### Aim:
Copy out the section of the wiki page on writing a master's thesis that opens with the words containing "Table of Contents" and closes with "the general idea.", substituting "handbook" for "guideline".

[ Skip to the content ]

Institute of Formal and Applied Linguistics Wiki


[ Back to the navigation ]

Table of Contents

How to Write a Master's Thesis

NLP Master's Thesis from Enrollment to Defense

This tutorial could also be called “things I wish I had known when I was writing my diploma thesis”. This guideline is intended to ease writing your master's thesis (and hopefully, to produce better theses and successful defenses, as a result) and what better way is there than provide you with a spectrum of information I gained being on both sides of the trench. I'm going to navigate you through the process of your master's thesis assignment, writing and defense. The guideline is mostly fitted to a typical experimental NLP master's thesis (at ÚFAL) but I'm sure you can tweak it to other situation once you get the general idea.

Timeline

I don't think I can emphasize enough: start EARLY. Seriously. You will make your life much easier if you start programming, measuring and writing (that especially!) in good time. Most opponents can recognize hasty writing hurriedly finished over the last week before deadline. As for the question what is the minimum time in which I can write a thesis, let's pretend I never heard the question.

The exact dates of everything that happens at the Faculty of Mathematics and Physics, such as beginnings and ends of semesters, deadlines for courses and exams enrollments, deadlines for theses submissions and theses exams, is strictly bound by an official Academic Calendar of the faculty. Look out for the exact deadlines of the required actions in the current version.

(Part of a data file)
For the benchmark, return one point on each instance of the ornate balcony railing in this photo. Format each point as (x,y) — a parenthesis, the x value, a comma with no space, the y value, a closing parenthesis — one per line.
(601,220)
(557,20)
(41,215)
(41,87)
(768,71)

### Worked answer:
Table of Contents

How to Write a Master's Thesis

NLP Master's Thesis from Enrollment to Defense

This tutorial could also be called “things I wish I had known when I was writing my diploma thesis”. This handbook is intended to ease writing your master's thesis (and hopefully, to produce better theses and successful defenses, as a result) and what better way is there than provide you with a spectrum of information I gained being on both sides of the trench. I'm going to navigate you through the process of your master's thesis assignment, writing and defense. The handbook is mostly fitted to a typical experimental NLP master's thesis (at ÚFAL) but I'm sure you can tweak it to other situation once you get the general idea.